» **Set task**:
Rescale everything from the start of the listing down to the line containing "175 L 0 188", and write out every line again, requests included. Multiply each coordinate in the outline answers by 1.35 and round it to a whole number, with halves going up, while the request lines and their sample outlines stay unchanged.

— BEGIN Supplied entries —

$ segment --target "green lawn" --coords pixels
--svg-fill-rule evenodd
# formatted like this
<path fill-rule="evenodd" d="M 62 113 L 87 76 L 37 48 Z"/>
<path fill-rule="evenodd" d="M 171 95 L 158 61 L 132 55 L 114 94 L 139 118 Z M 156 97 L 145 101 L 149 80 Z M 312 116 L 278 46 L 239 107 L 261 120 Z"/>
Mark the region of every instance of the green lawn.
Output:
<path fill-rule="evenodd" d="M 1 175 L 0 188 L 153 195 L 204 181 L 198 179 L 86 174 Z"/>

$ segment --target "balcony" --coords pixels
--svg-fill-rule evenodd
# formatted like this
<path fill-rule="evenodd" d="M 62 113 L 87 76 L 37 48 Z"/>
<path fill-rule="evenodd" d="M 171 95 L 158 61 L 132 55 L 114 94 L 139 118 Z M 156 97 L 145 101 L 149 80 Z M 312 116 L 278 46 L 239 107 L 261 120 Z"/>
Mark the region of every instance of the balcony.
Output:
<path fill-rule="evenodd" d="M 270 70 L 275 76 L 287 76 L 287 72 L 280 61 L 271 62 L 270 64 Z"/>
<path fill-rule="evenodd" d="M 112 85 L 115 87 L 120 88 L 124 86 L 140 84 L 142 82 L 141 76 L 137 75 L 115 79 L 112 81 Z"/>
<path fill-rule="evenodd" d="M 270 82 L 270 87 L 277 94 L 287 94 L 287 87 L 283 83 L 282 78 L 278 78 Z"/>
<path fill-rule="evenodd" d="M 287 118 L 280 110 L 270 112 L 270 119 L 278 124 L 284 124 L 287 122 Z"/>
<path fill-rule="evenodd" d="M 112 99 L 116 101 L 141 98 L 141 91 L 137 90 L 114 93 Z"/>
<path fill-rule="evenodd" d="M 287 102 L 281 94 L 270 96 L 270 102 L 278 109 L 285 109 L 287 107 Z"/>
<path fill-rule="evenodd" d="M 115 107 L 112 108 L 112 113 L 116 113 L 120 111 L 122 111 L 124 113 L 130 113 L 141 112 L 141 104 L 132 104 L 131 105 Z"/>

— END Supplied entries —

» **Reply**:
$ segment --target "green lawn" --coords pixels
--svg-fill-rule evenodd
# formatted like this
<path fill-rule="evenodd" d="M 62 113 L 87 76 L 37 48 Z"/>
<path fill-rule="evenodd" d="M 171 95 L 158 61 L 132 55 L 114 94 L 139 118 Z M 156 97 L 145 101 L 149 80 Z M 312 116 L 278 46 L 239 107 L 261 120 Z"/>
Mark the region of every instance of the green lawn.
Output:
<path fill-rule="evenodd" d="M 1 236 L 0 254 L 207 263 L 275 244 L 267 242 L 116 235 Z"/>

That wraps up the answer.